Write out all of the entries exactly, please.
— start Material for this exercise —
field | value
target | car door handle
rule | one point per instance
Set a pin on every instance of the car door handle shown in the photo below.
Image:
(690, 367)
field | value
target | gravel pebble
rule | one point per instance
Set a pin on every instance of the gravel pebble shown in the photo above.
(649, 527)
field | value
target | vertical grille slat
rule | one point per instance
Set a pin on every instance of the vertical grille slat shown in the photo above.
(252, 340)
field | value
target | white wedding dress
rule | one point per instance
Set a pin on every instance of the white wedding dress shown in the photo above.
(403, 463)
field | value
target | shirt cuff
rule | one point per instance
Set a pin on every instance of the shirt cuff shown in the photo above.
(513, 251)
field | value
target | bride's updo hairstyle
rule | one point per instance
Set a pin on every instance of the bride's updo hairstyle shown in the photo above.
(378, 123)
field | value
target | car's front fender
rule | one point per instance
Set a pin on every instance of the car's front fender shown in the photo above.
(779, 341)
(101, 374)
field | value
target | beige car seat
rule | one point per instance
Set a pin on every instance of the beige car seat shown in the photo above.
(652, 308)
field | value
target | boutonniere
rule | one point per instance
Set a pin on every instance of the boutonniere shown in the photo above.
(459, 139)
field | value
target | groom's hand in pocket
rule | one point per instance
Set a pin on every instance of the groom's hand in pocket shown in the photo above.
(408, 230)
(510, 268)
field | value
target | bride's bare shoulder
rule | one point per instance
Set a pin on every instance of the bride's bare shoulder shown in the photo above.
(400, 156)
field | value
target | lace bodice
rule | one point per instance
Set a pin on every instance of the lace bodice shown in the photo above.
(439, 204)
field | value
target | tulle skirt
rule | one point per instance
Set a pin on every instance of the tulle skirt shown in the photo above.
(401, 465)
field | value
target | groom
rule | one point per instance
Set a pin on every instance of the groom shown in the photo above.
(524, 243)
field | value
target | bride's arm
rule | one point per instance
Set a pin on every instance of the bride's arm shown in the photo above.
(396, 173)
— end Material for this exercise —
* Written response:
field | value
target | car door handle
rule | one point per instance
Set a pin on every instance of the car door handle shown in the photo below.
Image:
(690, 367)
field | value
target | gravel pebble
rule | one point per instance
Set a pin on every instance of the gravel pebble shown in the photo above.
(649, 527)
field | value
target | vertical grille slat
rule | one point per instance
Set a pin on every instance of the vertical grille slat shown in the photo above.
(252, 340)
field | value
target | white wedding dress
rule | one point per instance
Set a pin on every instance of the white wedding dress shown in the photo above.
(403, 463)
field | value
target | shirt cuff
rule | one point per instance
Set a pin on every instance of the shirt cuff shown in the photo above.
(513, 251)
field | value
target | bride's updo hairstyle
rule | one point per instance
Set a pin on every instance of the bride's updo hairstyle shown in the photo above.
(378, 123)
field | value
target | car's front fender
rule | one point per instance
Set a pin on every instance of the car's front fender shown in the photo above.
(779, 341)
(101, 374)
field | value
target | beige car seat
rule | one point per instance
Set a pin on every instance of the beige car seat shown in the photo above.
(652, 308)
field | value
target | boutonniere
rule | one point per instance
Set a pin on every instance of the boutonniere shown in the photo above.
(459, 139)
field | value
target | groom's hand in pocket
rule | one point per instance
Set a pin on every instance of the groom's hand in pocket shown in the photo above.
(408, 230)
(510, 268)
field | value
target | bride's bare shoulder
rule | one point per instance
Set a pin on every instance of the bride's bare shoulder shown in the photo above.
(400, 156)
field | value
target | lace bodice
rule | one point per instance
Set a pin on every instance of the lace bodice shown in the photo above.
(439, 204)
field | value
target | tulle skirt
rule | one point per instance
Set a pin on every instance of the tulle skirt shown in the photo above.
(401, 465)
field | value
target | groom
rule | one point per instance
Set a pin on every instance of the groom shown in the photo above.
(524, 243)
field | value
target | bride's arm
rule | one point per instance
Set a pin on every instance of the bride's arm shown in the photo above.
(396, 173)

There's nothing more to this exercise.